▶ What the task asks: Line filter on the word "frame": copy each matching line from the entries.
------------------------------------------------
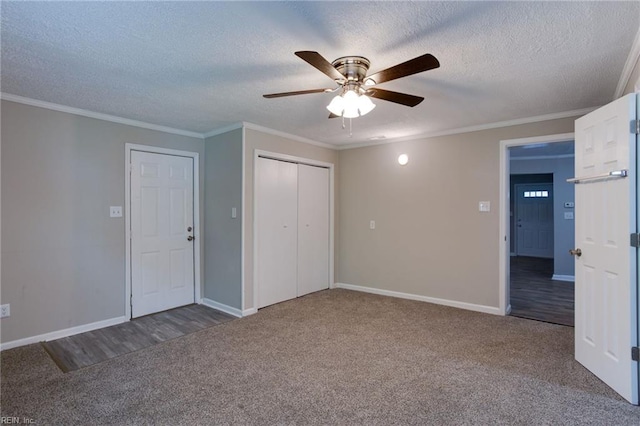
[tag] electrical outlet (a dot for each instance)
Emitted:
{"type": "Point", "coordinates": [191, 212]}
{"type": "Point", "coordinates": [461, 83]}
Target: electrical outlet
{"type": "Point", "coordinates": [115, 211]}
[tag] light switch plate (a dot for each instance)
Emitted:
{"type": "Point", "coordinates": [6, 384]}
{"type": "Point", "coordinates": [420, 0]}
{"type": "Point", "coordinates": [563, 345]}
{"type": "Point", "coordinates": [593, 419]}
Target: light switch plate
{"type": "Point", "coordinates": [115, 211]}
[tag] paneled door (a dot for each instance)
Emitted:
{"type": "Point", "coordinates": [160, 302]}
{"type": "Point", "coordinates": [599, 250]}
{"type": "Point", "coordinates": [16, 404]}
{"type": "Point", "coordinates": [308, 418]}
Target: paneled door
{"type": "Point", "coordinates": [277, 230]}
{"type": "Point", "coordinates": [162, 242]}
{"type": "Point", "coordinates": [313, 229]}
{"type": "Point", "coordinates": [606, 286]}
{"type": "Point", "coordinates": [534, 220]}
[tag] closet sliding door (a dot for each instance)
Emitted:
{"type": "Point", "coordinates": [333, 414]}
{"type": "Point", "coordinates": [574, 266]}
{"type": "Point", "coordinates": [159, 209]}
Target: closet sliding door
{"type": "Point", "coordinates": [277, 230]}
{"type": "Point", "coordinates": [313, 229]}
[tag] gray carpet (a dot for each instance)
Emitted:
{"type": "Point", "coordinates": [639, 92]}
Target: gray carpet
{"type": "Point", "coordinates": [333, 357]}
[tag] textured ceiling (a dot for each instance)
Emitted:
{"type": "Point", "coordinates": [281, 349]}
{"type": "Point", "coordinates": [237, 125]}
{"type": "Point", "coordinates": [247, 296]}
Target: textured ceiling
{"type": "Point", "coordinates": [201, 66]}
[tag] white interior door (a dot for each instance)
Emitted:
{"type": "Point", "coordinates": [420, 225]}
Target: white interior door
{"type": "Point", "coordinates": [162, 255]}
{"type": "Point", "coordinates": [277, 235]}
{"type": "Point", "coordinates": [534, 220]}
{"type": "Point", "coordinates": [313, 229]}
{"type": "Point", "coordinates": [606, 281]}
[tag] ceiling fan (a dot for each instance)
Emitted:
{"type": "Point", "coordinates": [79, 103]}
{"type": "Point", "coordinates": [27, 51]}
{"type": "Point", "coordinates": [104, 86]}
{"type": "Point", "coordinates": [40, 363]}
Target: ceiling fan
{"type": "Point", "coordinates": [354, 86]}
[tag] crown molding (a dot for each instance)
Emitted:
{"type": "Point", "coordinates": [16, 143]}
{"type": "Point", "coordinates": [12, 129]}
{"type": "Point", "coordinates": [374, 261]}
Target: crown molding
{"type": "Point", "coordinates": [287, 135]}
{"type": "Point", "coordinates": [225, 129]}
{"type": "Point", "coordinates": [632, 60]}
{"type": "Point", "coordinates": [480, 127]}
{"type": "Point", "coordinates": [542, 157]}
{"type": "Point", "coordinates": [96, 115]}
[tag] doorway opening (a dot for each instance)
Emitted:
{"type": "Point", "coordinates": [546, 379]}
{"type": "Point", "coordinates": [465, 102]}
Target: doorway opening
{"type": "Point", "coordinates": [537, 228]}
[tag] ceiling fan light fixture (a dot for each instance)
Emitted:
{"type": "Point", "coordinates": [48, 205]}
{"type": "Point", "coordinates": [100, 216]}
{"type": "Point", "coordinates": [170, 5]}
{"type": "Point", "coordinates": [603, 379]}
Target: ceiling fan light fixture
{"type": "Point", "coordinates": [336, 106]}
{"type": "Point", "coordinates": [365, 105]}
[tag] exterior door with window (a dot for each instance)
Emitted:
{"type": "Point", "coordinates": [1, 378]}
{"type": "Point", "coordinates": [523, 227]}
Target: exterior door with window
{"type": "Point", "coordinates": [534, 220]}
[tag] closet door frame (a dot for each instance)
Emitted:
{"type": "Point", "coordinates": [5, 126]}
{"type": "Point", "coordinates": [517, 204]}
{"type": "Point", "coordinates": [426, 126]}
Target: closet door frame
------------------------------------------------
▶ Written reply:
[tag] closet door frame (a dot for each instance)
Target: closet door frame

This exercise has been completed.